(Free-text object descriptions)
╔══

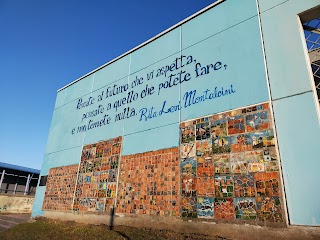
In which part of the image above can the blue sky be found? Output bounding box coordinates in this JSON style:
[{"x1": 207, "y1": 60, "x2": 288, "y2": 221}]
[{"x1": 0, "y1": 0, "x2": 216, "y2": 169}]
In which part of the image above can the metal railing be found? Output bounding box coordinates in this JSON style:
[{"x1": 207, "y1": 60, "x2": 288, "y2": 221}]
[{"x1": 0, "y1": 170, "x2": 38, "y2": 196}]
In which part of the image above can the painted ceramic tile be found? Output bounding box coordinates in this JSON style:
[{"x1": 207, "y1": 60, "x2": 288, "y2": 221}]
[
  {"x1": 96, "y1": 143, "x2": 104, "y2": 158},
  {"x1": 110, "y1": 155, "x2": 119, "y2": 169},
  {"x1": 197, "y1": 197, "x2": 214, "y2": 218},
  {"x1": 256, "y1": 196, "x2": 283, "y2": 222},
  {"x1": 96, "y1": 198, "x2": 105, "y2": 211},
  {"x1": 263, "y1": 147, "x2": 279, "y2": 172},
  {"x1": 100, "y1": 157, "x2": 110, "y2": 171},
  {"x1": 83, "y1": 172, "x2": 93, "y2": 183},
  {"x1": 251, "y1": 130, "x2": 275, "y2": 149},
  {"x1": 106, "y1": 182, "x2": 117, "y2": 198},
  {"x1": 230, "y1": 134, "x2": 252, "y2": 152},
  {"x1": 214, "y1": 198, "x2": 234, "y2": 220},
  {"x1": 213, "y1": 154, "x2": 230, "y2": 174},
  {"x1": 85, "y1": 159, "x2": 96, "y2": 172},
  {"x1": 112, "y1": 141, "x2": 122, "y2": 155},
  {"x1": 182, "y1": 177, "x2": 197, "y2": 197},
  {"x1": 181, "y1": 124, "x2": 195, "y2": 143},
  {"x1": 196, "y1": 139, "x2": 212, "y2": 158},
  {"x1": 79, "y1": 162, "x2": 86, "y2": 173},
  {"x1": 77, "y1": 198, "x2": 88, "y2": 212},
  {"x1": 181, "y1": 197, "x2": 197, "y2": 218},
  {"x1": 99, "y1": 170, "x2": 109, "y2": 183},
  {"x1": 241, "y1": 105, "x2": 259, "y2": 114},
  {"x1": 254, "y1": 172, "x2": 280, "y2": 196},
  {"x1": 233, "y1": 175, "x2": 255, "y2": 197},
  {"x1": 77, "y1": 174, "x2": 84, "y2": 185},
  {"x1": 83, "y1": 183, "x2": 98, "y2": 198},
  {"x1": 103, "y1": 141, "x2": 112, "y2": 157},
  {"x1": 98, "y1": 189, "x2": 106, "y2": 198},
  {"x1": 246, "y1": 111, "x2": 269, "y2": 132},
  {"x1": 197, "y1": 157, "x2": 214, "y2": 177},
  {"x1": 180, "y1": 142, "x2": 196, "y2": 158},
  {"x1": 230, "y1": 109, "x2": 242, "y2": 117},
  {"x1": 212, "y1": 136, "x2": 231, "y2": 154},
  {"x1": 245, "y1": 150, "x2": 265, "y2": 173},
  {"x1": 210, "y1": 115, "x2": 227, "y2": 138},
  {"x1": 181, "y1": 158, "x2": 197, "y2": 177},
  {"x1": 73, "y1": 136, "x2": 123, "y2": 213},
  {"x1": 230, "y1": 153, "x2": 247, "y2": 174},
  {"x1": 42, "y1": 165, "x2": 78, "y2": 212},
  {"x1": 75, "y1": 186, "x2": 83, "y2": 198},
  {"x1": 263, "y1": 130, "x2": 275, "y2": 147},
  {"x1": 234, "y1": 197, "x2": 257, "y2": 220},
  {"x1": 227, "y1": 115, "x2": 245, "y2": 135},
  {"x1": 82, "y1": 145, "x2": 96, "y2": 160},
  {"x1": 88, "y1": 147, "x2": 97, "y2": 160},
  {"x1": 108, "y1": 169, "x2": 117, "y2": 182},
  {"x1": 197, "y1": 177, "x2": 215, "y2": 197},
  {"x1": 85, "y1": 198, "x2": 97, "y2": 212},
  {"x1": 118, "y1": 148, "x2": 179, "y2": 216},
  {"x1": 196, "y1": 121, "x2": 210, "y2": 140},
  {"x1": 214, "y1": 176, "x2": 234, "y2": 198}
]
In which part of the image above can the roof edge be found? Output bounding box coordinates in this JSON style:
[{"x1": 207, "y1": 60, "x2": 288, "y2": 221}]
[
  {"x1": 57, "y1": 0, "x2": 225, "y2": 92},
  {"x1": 0, "y1": 162, "x2": 40, "y2": 174}
]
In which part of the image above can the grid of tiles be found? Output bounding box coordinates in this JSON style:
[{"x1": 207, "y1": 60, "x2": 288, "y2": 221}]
[
  {"x1": 179, "y1": 103, "x2": 284, "y2": 222},
  {"x1": 42, "y1": 165, "x2": 78, "y2": 211},
  {"x1": 73, "y1": 136, "x2": 122, "y2": 213},
  {"x1": 117, "y1": 148, "x2": 180, "y2": 216}
]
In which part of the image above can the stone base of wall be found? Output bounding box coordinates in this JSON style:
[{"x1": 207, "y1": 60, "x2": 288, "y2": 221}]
[{"x1": 0, "y1": 195, "x2": 34, "y2": 213}]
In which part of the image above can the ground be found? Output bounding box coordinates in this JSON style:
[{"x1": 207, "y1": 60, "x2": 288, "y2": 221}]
[
  {"x1": 0, "y1": 218, "x2": 228, "y2": 240},
  {"x1": 1, "y1": 217, "x2": 320, "y2": 240}
]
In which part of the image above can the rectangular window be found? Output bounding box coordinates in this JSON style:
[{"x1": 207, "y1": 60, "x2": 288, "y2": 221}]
[{"x1": 39, "y1": 175, "x2": 48, "y2": 186}]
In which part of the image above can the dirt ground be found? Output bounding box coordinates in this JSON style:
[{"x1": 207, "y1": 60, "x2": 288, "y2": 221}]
[
  {"x1": 0, "y1": 217, "x2": 319, "y2": 240},
  {"x1": 0, "y1": 218, "x2": 228, "y2": 240}
]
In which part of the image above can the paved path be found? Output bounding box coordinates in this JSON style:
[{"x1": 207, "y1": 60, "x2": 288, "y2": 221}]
[{"x1": 0, "y1": 214, "x2": 31, "y2": 232}]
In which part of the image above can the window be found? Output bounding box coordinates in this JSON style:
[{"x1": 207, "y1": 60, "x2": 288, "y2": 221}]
[{"x1": 301, "y1": 8, "x2": 320, "y2": 103}]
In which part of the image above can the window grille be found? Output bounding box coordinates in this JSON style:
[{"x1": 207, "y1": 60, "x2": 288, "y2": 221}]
[{"x1": 303, "y1": 18, "x2": 320, "y2": 103}]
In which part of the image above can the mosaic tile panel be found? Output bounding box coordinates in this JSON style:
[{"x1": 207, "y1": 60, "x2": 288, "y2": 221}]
[
  {"x1": 263, "y1": 147, "x2": 279, "y2": 172},
  {"x1": 230, "y1": 153, "x2": 247, "y2": 174},
  {"x1": 117, "y1": 147, "x2": 179, "y2": 216},
  {"x1": 73, "y1": 136, "x2": 122, "y2": 213},
  {"x1": 197, "y1": 157, "x2": 214, "y2": 177},
  {"x1": 181, "y1": 196, "x2": 197, "y2": 218},
  {"x1": 213, "y1": 154, "x2": 230, "y2": 175},
  {"x1": 254, "y1": 172, "x2": 280, "y2": 197},
  {"x1": 234, "y1": 175, "x2": 255, "y2": 197},
  {"x1": 197, "y1": 177, "x2": 215, "y2": 197},
  {"x1": 42, "y1": 165, "x2": 78, "y2": 211},
  {"x1": 214, "y1": 176, "x2": 234, "y2": 198},
  {"x1": 214, "y1": 198, "x2": 235, "y2": 220},
  {"x1": 257, "y1": 196, "x2": 283, "y2": 222},
  {"x1": 179, "y1": 102, "x2": 285, "y2": 223},
  {"x1": 210, "y1": 114, "x2": 227, "y2": 138},
  {"x1": 197, "y1": 197, "x2": 214, "y2": 218},
  {"x1": 234, "y1": 197, "x2": 257, "y2": 220}
]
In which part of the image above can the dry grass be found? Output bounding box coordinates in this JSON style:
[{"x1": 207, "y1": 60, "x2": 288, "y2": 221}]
[{"x1": 0, "y1": 218, "x2": 228, "y2": 240}]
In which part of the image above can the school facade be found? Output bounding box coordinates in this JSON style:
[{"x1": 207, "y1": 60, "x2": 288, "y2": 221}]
[{"x1": 32, "y1": 0, "x2": 320, "y2": 227}]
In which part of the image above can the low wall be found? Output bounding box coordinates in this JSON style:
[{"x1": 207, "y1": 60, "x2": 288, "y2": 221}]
[{"x1": 0, "y1": 194, "x2": 34, "y2": 213}]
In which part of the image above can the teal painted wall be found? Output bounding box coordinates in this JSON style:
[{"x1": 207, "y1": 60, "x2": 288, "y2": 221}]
[
  {"x1": 258, "y1": 0, "x2": 320, "y2": 226},
  {"x1": 33, "y1": 0, "x2": 320, "y2": 226}
]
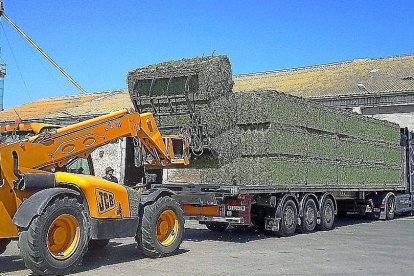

╚══

**Work instructions**:
All that belongs in the answer is the run of lines above from the line containing "In which part of the image above can the window grille" through the line containing "In which part of the image above can the mosaic", exactly as written.

**Solution for this exercise**:
In which part of the image above can the window grille be found? Output bounding box coordinates in this JSON style:
[{"x1": 207, "y1": 60, "x2": 288, "y2": 221}]
[{"x1": 303, "y1": 18, "x2": 320, "y2": 103}]
In which part of the image above can the mosaic tile panel be found? Output bounding box coordinates in this JSON style:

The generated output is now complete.